● **AIM**: Copy out all the entries word for word.

● **EXERCISE INPUTS**:

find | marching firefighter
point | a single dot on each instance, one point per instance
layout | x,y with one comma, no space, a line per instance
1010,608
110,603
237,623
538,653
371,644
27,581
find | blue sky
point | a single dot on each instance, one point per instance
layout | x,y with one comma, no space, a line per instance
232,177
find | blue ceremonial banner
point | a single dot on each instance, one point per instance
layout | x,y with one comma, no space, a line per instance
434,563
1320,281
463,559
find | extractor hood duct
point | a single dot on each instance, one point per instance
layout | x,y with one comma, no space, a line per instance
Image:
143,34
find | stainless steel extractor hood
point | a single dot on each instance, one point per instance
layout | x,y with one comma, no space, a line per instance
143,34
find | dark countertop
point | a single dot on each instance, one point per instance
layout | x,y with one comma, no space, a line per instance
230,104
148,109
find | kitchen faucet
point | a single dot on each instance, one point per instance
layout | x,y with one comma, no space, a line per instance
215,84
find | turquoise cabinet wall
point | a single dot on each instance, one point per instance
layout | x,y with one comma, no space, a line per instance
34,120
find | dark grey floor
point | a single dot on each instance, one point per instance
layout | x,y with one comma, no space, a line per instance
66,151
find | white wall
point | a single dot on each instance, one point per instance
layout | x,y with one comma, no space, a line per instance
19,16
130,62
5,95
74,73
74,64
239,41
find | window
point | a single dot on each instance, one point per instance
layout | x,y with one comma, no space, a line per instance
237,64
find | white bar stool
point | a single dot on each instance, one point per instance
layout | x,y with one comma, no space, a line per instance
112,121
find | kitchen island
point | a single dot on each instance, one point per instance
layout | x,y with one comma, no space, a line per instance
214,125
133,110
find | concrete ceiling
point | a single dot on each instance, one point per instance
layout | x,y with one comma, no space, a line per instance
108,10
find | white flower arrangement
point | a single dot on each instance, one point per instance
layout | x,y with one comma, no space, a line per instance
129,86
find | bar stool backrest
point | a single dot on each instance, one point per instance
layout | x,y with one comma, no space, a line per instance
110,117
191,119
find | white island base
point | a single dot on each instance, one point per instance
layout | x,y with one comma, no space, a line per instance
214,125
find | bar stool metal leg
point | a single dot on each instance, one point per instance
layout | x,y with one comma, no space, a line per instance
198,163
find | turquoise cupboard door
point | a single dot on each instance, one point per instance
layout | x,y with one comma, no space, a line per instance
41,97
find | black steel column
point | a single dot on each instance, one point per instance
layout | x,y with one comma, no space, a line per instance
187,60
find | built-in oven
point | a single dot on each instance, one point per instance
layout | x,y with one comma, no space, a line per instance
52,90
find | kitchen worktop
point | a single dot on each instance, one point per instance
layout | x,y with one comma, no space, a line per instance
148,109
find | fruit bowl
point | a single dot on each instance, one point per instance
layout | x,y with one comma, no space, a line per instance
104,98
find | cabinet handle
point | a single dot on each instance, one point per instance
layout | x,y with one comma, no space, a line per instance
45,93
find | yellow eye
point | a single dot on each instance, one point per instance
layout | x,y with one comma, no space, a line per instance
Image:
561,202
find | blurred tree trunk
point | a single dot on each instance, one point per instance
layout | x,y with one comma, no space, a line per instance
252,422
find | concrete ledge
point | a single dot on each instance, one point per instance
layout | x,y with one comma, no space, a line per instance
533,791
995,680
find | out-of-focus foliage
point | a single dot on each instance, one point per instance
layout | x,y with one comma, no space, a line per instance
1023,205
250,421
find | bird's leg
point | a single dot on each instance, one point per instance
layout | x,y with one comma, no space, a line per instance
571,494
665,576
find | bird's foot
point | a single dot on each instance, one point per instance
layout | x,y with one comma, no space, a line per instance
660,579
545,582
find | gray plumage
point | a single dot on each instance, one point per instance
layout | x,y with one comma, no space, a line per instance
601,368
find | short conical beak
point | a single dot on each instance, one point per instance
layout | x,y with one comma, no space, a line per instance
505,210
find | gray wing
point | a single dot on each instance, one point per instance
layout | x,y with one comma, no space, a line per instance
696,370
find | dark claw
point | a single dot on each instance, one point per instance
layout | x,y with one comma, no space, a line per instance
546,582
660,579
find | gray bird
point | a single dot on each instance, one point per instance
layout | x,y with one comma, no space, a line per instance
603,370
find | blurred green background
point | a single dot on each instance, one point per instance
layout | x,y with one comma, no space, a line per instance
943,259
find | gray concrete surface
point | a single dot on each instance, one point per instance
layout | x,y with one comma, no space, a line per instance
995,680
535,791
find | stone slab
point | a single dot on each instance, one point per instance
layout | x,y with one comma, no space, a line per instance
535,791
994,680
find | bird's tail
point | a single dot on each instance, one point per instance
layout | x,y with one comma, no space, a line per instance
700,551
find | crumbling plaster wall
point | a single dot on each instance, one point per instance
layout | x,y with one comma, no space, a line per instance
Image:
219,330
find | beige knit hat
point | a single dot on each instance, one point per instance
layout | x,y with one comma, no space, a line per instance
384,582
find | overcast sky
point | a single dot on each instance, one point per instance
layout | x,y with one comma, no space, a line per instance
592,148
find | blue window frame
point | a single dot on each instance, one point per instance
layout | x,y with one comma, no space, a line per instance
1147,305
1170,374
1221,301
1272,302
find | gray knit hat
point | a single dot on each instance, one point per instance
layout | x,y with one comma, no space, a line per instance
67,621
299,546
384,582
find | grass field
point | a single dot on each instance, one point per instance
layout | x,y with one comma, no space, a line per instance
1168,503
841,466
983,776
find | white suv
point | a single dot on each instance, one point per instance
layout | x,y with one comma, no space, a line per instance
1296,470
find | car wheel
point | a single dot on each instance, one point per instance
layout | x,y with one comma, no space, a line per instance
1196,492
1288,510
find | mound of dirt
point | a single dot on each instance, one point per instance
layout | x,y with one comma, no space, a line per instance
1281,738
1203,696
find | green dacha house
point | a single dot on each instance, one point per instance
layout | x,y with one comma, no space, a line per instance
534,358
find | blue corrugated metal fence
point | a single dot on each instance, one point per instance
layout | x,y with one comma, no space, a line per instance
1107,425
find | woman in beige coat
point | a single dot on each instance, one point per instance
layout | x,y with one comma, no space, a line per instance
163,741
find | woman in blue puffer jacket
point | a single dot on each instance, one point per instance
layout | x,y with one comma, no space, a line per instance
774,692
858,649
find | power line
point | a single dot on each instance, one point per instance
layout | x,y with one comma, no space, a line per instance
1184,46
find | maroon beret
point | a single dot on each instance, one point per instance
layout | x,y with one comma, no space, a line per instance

● **CORRECT OUTPUT**:
find | marching firefighter
point | a single dot on each instance, one point per instance
layout | x,y with one comma, no space, a line per instance
1010,608
110,603
237,623
538,653
371,644
27,581
find | blue sky
point | a single dot on each instance, one point per instance
layout | x,y with one comma, no space, a line per instance
232,177
find | blue ceremonial banner
point | a single dot on each instance, one point per instance
layout | x,y with one comma, no space, a line per instance
434,563
1320,281
463,559
find | extractor hood duct
point | a single dot on each instance, one point per instance
layout | x,y with one comma, no space, a line per instance
Image:
143,34
find | stainless steel extractor hood
point | a single dot on each instance, one point per instance
layout | x,y with one comma, no space, a line per instance
143,34
find | dark countertop
point | a single dot on each instance, one point per instance
layout | x,y with one comma, no space, a line per instance
230,104
148,109
find | kitchen faucet
point | a single dot on each instance, one point per instance
layout | x,y with one comma, no space, a line per instance
215,84
find | turquoise cabinet wall
point | a single dot on each instance, one point per instance
layout | x,y with one comma, no space, a line per instance
34,120
find | dark grey floor
point | a single dot on each instance, one point per instance
layout | x,y with one comma, no space, a line per instance
66,151
find | white wall
point | a single dot on each instance, one point per instance
layout | x,y with one comma, no space, a line per instance
19,16
130,62
5,95
74,73
74,64
239,41
find | window
point | a single dot on each instance, one point per instance
layout | x,y with one comma, no space, a line per instance
237,64
find | white bar stool
point | a single dot on each instance, one point per instance
layout | x,y with one comma, no space, a line per instance
112,121
find | kitchen island
point | a single dot on each instance, one point per instance
layout | x,y with one comma, no space, a line per instance
214,125
133,110
find | concrete ceiling
point | a single dot on each instance, one point per instance
layout | x,y with one comma, no space, a line per instance
108,10
find | white flower arrangement
point | a single dot on each instance, one point per instance
layout | x,y with one comma, no space, a line per instance
129,86
find | bar stool backrest
point | a single dot on each instance, one point per instance
layout | x,y with one comma, no space, a line per instance
110,117
191,119
find | white island base
point | a single dot on each instance, one point per instance
layout | x,y with one comma, no space, a line per instance
214,125
find | bar stool metal leg
point | a single dot on each instance, one point per instance
layout | x,y with one comma, no space, a line per instance
198,163
find | turquoise cupboard door
point | a single dot on each instance, one point per instance
layout | x,y with one comma, no space, a line per instance
41,97
find | black steel column
point | a single dot on each instance, one point per instance
layout | x,y with one comma, no space, a line per instance
187,60
find | built-in oven
point | a single dot on each instance, one point per instance
layout | x,y with one comma, no space, a line per instance
52,90
find | kitchen worktop
point | a single dot on each instance, one point per instance
layout | x,y with one comma, no space, a line per instance
148,109
find | fruit bowl
point | a single dot on each instance, one point per instance
layout | x,y with one comma, no space, a line per instance
104,98
find | cabinet handle
point | a single dot on each instance, one point per instance
layout | x,y with one comma, no space, a line per instance
45,93
find | yellow eye
point | a single dot on each instance, one point per instance
layout | x,y with one comma, no space, a line per instance
Image:
561,202
find | blurred tree trunk
point | a single dot on each instance, one point per instance
layout | x,y with one comma, no space, a line per instance
252,422
find | concrete ledge
point | a single dot on each instance, one point per instance
layout | x,y with one comma, no space, a line per instance
533,791
995,680
find | out-of-focus foliage
point | a single dot on each instance, one point per instance
layout | x,y with one comma, no space, a line per instance
1023,205
250,421
find | bird's leg
point | a single dot on each instance, one point per instance
layout | x,y with one comma, no space, a line per instance
571,494
665,576
find | bird's foot
point | a single dot on each instance, one point per instance
layout | x,y with one comma, no space, a line per instance
660,579
545,582
find | gray plumage
point | a single dot on each instance, one point per instance
layout | x,y with one comma, no space, a line per instance
601,368
find | short conical beak
point | a single dot on each instance, one point per instance
layout | x,y with one comma, no space, a line per instance
505,210
find | gray wing
point | a single dot on each instance, one point per instance
layout | x,y with one comma, no space, a line per instance
696,370
find | dark claw
point | a single dot on each instance, one point per instance
layout | x,y with one comma, no space, a line per instance
546,582
660,579
find | gray bird
point | a single dot on each instance, one point per instance
layout | x,y with one comma, no space, a line per instance
603,370
find | blurred green background
point | a single dot on each instance, one point per instance
layout | x,y with one comma, no space, a line per instance
943,259
find | gray concrete surface
point | a single dot on each instance, one point per instance
layout | x,y with one comma, no space, a line per instance
995,680
535,791
find | stone slab
point | a single dot on each instance, one point per instance
layout | x,y with one comma, no space, a line per instance
535,791
994,680
find | bird's tail
point | a single dot on each instance, one point per instance
layout | x,y with one comma, no space, a line per instance
700,551
find | crumbling plaster wall
point | a single dot on each instance, one point per instance
layout | x,y with one comma, no space, a line per instance
Image:
219,330
find | beige knit hat
point | a single dot on each instance, one point per instance
layout | x,y with one comma, no space, a line per instance
384,582
find | overcast sky
point | a single dot on each instance, one point per instance
layout | x,y with one comma, no space, a line per instance
592,148
find | blue window frame
point | a single dot on each instance, one point per instance
layout | x,y with one comma, no space, a line per instance
1147,305
1170,374
1221,301
1272,302
find | gray knit hat
point | a single dot on each instance, one point per instance
layout | x,y with one comma, no space, a line per instance
67,621
299,546
384,582
find | grass field
point | a single dot on each instance, one point per instance
layout | x,y with one comma, no space, a line per instance
1168,503
841,466
983,776
find | white suv
point | a single dot on each instance, one point per instance
layout | x,y with one comma, no space, a line per instance
1296,470
find | car wheel
point | a single dot on each instance, one point per instance
layout | x,y with one comma, no space, a line per instance
1196,492
1288,510
find | mound of dirt
point | a single dot on each instance, one point per instance
layout | x,y with one comma, no space, a line per instance
1281,738
1203,696
find | green dacha house
point | a single dot on each instance, one point per instance
layout | x,y with one comma, no space, a line per instance
534,358
find | blue corrugated metal fence
point | a single dot on each instance, one point per instance
layout | x,y with one comma, no space, a line per instance
1107,425
find | woman in beige coat
point | a single dot on each instance, one point per instance
layout | x,y with one comma, no space, a line per instance
163,741
find | woman in blue puffer jacket
point | a single dot on each instance, one point per instance
layout | x,y with one comma, no space, a line per instance
774,692
858,649
find | power line
point | a single dot on each instance, one point per instance
layout | x,y with one comma, no space, a line per instance
1184,46
find | maroon beret
point | a single dot on each instance, one point per instance
layout | x,y with one comma, no space, a line per instance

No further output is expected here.